Input records

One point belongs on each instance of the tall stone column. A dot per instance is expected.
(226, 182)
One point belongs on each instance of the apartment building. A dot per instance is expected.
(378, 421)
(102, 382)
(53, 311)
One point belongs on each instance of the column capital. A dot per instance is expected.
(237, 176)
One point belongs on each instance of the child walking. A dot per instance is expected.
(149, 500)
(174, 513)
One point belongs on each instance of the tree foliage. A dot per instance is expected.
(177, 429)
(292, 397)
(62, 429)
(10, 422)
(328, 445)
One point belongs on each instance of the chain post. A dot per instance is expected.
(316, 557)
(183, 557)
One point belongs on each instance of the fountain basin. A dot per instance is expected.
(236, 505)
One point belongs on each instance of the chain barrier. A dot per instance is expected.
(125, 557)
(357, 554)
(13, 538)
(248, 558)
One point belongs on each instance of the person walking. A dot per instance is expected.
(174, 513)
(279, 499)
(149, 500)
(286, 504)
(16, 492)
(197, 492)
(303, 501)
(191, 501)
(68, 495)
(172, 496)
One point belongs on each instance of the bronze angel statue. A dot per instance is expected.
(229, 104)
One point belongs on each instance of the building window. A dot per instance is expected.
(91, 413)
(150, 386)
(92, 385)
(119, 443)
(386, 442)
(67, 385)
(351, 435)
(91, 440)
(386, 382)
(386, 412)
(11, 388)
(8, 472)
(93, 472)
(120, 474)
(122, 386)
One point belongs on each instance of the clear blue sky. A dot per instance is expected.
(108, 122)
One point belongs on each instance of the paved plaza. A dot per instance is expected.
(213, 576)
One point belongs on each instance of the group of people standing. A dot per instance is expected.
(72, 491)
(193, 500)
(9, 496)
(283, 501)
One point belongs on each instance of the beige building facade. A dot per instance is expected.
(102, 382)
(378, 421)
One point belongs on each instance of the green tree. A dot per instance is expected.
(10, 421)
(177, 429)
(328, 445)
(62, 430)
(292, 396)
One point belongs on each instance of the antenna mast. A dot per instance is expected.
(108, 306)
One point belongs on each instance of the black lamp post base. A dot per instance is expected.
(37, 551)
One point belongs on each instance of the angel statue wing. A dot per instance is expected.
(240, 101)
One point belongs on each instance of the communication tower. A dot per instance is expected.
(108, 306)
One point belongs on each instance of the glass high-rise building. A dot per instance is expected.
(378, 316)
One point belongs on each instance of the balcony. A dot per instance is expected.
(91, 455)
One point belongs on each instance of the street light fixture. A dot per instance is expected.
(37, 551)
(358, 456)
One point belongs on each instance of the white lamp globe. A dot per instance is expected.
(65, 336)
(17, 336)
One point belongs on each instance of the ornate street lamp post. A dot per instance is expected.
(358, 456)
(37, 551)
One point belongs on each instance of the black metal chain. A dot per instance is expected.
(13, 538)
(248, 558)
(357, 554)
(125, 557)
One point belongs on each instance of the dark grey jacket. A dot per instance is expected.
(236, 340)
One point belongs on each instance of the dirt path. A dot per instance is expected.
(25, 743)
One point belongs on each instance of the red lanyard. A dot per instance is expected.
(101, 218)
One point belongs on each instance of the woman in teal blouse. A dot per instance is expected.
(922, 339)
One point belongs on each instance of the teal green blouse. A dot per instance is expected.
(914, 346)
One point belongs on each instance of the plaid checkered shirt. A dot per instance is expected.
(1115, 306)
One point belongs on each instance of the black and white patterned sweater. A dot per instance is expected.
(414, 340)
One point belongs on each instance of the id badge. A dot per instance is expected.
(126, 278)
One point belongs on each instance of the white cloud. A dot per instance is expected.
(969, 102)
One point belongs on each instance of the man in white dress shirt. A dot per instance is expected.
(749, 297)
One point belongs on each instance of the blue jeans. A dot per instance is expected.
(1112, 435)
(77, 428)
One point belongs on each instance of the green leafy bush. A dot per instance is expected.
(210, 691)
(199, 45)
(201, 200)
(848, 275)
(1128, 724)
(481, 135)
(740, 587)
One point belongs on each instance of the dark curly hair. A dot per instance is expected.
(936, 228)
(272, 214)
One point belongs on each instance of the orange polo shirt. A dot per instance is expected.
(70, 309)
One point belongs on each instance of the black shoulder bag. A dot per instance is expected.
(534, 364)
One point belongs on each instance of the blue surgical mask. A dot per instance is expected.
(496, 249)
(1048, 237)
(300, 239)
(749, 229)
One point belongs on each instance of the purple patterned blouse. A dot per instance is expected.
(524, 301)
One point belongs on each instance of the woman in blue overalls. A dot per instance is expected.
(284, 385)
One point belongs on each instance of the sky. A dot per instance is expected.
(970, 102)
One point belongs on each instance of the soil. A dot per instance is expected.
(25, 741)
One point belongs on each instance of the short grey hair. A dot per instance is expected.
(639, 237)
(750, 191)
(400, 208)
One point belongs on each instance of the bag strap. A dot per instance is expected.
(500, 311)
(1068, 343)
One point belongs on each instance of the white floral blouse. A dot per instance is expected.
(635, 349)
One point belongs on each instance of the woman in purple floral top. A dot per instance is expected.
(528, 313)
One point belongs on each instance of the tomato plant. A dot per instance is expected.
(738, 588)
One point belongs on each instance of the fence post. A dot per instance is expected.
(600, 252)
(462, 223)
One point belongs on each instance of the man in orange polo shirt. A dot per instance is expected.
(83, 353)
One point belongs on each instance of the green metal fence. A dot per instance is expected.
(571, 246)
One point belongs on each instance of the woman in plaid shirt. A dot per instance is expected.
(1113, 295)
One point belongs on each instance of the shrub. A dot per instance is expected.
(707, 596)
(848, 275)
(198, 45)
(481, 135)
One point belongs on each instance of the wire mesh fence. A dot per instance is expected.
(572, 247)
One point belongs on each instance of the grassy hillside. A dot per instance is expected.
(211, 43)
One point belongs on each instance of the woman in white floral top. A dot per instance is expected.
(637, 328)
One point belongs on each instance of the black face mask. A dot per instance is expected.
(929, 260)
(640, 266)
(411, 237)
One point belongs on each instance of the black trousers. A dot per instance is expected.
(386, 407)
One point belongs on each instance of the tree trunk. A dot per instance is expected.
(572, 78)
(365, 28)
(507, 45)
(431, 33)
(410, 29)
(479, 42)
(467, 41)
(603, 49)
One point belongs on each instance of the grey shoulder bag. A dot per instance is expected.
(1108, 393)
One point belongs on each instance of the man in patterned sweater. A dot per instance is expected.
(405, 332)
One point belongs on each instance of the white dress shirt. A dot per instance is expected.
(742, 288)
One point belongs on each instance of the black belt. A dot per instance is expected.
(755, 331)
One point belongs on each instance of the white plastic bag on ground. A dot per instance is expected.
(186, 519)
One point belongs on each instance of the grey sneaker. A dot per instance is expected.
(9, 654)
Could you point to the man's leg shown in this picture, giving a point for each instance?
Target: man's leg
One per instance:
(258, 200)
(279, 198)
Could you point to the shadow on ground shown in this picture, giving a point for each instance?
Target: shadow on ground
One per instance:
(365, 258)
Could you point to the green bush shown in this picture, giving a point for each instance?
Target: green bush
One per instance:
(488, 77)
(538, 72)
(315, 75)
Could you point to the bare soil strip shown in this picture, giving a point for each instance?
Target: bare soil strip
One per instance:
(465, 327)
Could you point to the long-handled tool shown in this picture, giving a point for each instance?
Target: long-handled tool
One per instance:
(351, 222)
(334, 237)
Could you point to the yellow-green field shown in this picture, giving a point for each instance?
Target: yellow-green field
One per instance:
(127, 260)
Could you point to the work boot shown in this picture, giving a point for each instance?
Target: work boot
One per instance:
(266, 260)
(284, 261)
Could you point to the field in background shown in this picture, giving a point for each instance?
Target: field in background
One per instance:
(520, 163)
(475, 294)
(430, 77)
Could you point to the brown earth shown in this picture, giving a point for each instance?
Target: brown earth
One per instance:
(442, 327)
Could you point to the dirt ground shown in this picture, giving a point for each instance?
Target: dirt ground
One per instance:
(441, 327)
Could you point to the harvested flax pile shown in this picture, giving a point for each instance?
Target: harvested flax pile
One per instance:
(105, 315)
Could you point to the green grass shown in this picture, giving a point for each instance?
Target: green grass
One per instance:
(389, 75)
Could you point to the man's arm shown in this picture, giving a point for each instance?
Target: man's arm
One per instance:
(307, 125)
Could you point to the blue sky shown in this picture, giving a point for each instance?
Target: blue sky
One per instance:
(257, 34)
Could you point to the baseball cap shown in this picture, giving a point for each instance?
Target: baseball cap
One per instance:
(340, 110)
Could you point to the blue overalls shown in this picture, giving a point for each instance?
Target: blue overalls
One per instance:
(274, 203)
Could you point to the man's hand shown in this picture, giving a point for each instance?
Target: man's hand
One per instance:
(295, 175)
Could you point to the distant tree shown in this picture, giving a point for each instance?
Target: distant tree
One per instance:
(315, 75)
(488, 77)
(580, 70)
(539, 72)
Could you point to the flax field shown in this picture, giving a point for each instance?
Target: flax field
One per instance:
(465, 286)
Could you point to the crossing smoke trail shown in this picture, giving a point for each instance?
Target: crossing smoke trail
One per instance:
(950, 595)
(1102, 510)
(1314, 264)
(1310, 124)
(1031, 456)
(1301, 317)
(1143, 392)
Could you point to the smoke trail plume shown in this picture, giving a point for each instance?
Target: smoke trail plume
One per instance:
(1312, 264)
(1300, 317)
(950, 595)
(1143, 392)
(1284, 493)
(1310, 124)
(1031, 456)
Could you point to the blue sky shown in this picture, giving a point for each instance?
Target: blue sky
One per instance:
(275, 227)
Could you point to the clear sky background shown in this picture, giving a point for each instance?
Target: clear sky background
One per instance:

Exercise details
Every line of the listing that includes the word "work" belongs in the answer.

Solution
Could you point to the work boot shown in this picture, giving a point for each instance?
Target: work boot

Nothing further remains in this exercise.